:: Exercise instructions ::
Exact transcription of the following records is needed, with every picture dropped.

:: Given entries ::
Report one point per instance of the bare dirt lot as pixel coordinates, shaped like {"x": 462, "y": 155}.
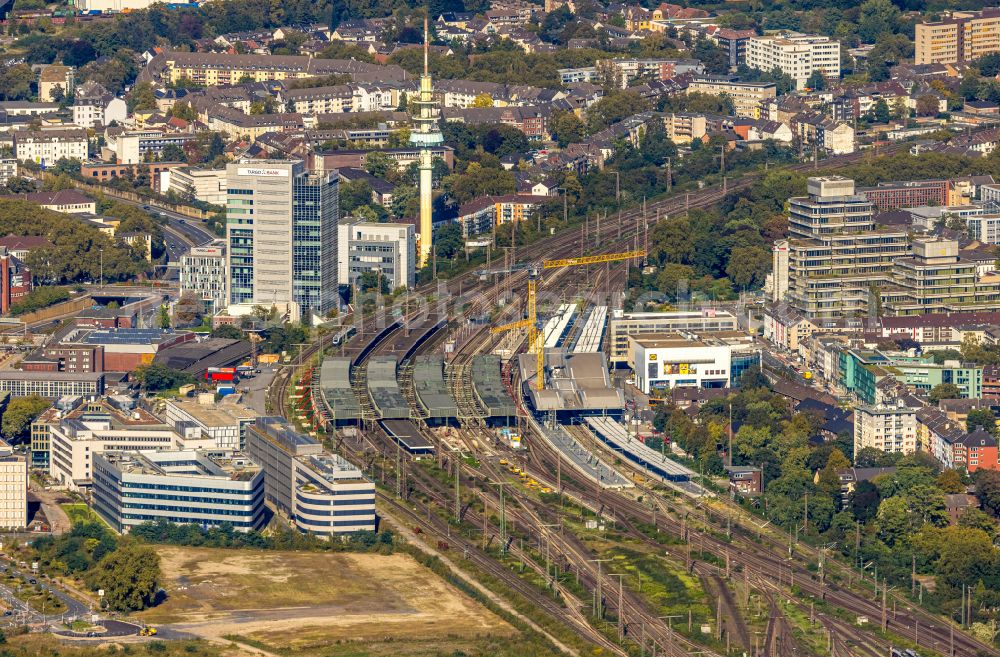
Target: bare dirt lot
{"x": 300, "y": 600}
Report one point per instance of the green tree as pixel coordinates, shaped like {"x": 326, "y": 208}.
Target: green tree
{"x": 183, "y": 110}
{"x": 613, "y": 108}
{"x": 977, "y": 519}
{"x": 19, "y": 414}
{"x": 354, "y": 194}
{"x": 981, "y": 417}
{"x": 566, "y": 128}
{"x": 482, "y": 100}
{"x": 129, "y": 576}
{"x": 816, "y": 81}
{"x": 944, "y": 391}
{"x": 228, "y": 332}
{"x": 142, "y": 97}
{"x": 155, "y": 377}
{"x": 927, "y": 105}
{"x": 949, "y": 481}
{"x": 477, "y": 181}
{"x": 988, "y": 490}
{"x": 379, "y": 164}
{"x": 927, "y": 505}
{"x": 448, "y": 241}
{"x": 880, "y": 112}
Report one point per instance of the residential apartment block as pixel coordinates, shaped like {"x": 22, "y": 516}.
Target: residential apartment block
{"x": 203, "y": 272}
{"x": 319, "y": 492}
{"x": 834, "y": 253}
{"x": 389, "y": 249}
{"x": 282, "y": 235}
{"x": 960, "y": 37}
{"x": 214, "y": 70}
{"x": 746, "y": 96}
{"x": 796, "y": 55}
{"x": 886, "y": 427}
{"x": 487, "y": 213}
{"x": 13, "y": 489}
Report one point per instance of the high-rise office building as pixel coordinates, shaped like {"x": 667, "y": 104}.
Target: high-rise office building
{"x": 797, "y": 55}
{"x": 281, "y": 225}
{"x": 961, "y": 36}
{"x": 836, "y": 257}
{"x": 838, "y": 263}
{"x": 426, "y": 135}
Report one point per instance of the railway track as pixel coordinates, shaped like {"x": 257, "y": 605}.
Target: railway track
{"x": 768, "y": 563}
{"x": 628, "y": 225}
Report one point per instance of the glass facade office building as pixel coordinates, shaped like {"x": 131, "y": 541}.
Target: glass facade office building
{"x": 181, "y": 486}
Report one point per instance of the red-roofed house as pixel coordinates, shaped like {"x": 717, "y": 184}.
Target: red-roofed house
{"x": 483, "y": 214}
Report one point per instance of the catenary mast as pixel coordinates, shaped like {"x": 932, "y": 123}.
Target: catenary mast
{"x": 426, "y": 136}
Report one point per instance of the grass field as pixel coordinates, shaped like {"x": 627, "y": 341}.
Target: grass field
{"x": 80, "y": 513}
{"x": 300, "y": 602}
{"x": 46, "y": 645}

:: Answer for this exercise ::
Report one point per instance of the bare dirt lot as pixel coordinates, shaped like {"x": 462, "y": 155}.
Target: bare dirt lot
{"x": 300, "y": 600}
Report one point per instance of the green tree as pixel coordinates, shaped like {"x": 326, "y": 208}.
Target: green tree
{"x": 183, "y": 110}
{"x": 613, "y": 108}
{"x": 977, "y": 519}
{"x": 19, "y": 414}
{"x": 354, "y": 194}
{"x": 981, "y": 417}
{"x": 566, "y": 128}
{"x": 482, "y": 100}
{"x": 129, "y": 576}
{"x": 816, "y": 81}
{"x": 944, "y": 391}
{"x": 228, "y": 332}
{"x": 142, "y": 97}
{"x": 155, "y": 377}
{"x": 927, "y": 105}
{"x": 949, "y": 481}
{"x": 477, "y": 181}
{"x": 988, "y": 490}
{"x": 379, "y": 164}
{"x": 927, "y": 505}
{"x": 448, "y": 241}
{"x": 880, "y": 112}
Report one point per instance of the residential apartment block as pixel coordinates, shaped like {"x": 22, "y": 516}.
Target: residential apartment block
{"x": 203, "y": 272}
{"x": 319, "y": 492}
{"x": 834, "y": 253}
{"x": 389, "y": 249}
{"x": 282, "y": 235}
{"x": 960, "y": 37}
{"x": 214, "y": 70}
{"x": 746, "y": 96}
{"x": 796, "y": 55}
{"x": 886, "y": 427}
{"x": 487, "y": 213}
{"x": 13, "y": 489}
Report one point per instance of the high-rise office building as pixel coordinates, shaped like {"x": 667, "y": 104}.
Target: high-rise office building
{"x": 797, "y": 55}
{"x": 281, "y": 225}
{"x": 961, "y": 36}
{"x": 836, "y": 257}
{"x": 838, "y": 263}
{"x": 426, "y": 135}
Report one point per instance of the railway track as pixel coordinates, shaped like {"x": 257, "y": 605}.
Target: railway track
{"x": 768, "y": 563}
{"x": 628, "y": 225}
Report one point per instance of the glass facade office building as pixel coordinates, shaped like {"x": 131, "y": 541}.
Target: glass facade office building
{"x": 181, "y": 486}
Report one point per instance of the red-roofed house as pixel coordinates, shaped like {"x": 717, "y": 184}.
Target: red-roofed house
{"x": 483, "y": 214}
Report one point per instance of the catenary mast as pixel coordinates, shaped like {"x": 932, "y": 123}.
Target: catenary mast
{"x": 426, "y": 136}
Report one point per instance of the grass field as pixel coordinates, shaped like {"x": 627, "y": 341}.
Target: grass field
{"x": 80, "y": 513}
{"x": 300, "y": 602}
{"x": 46, "y": 645}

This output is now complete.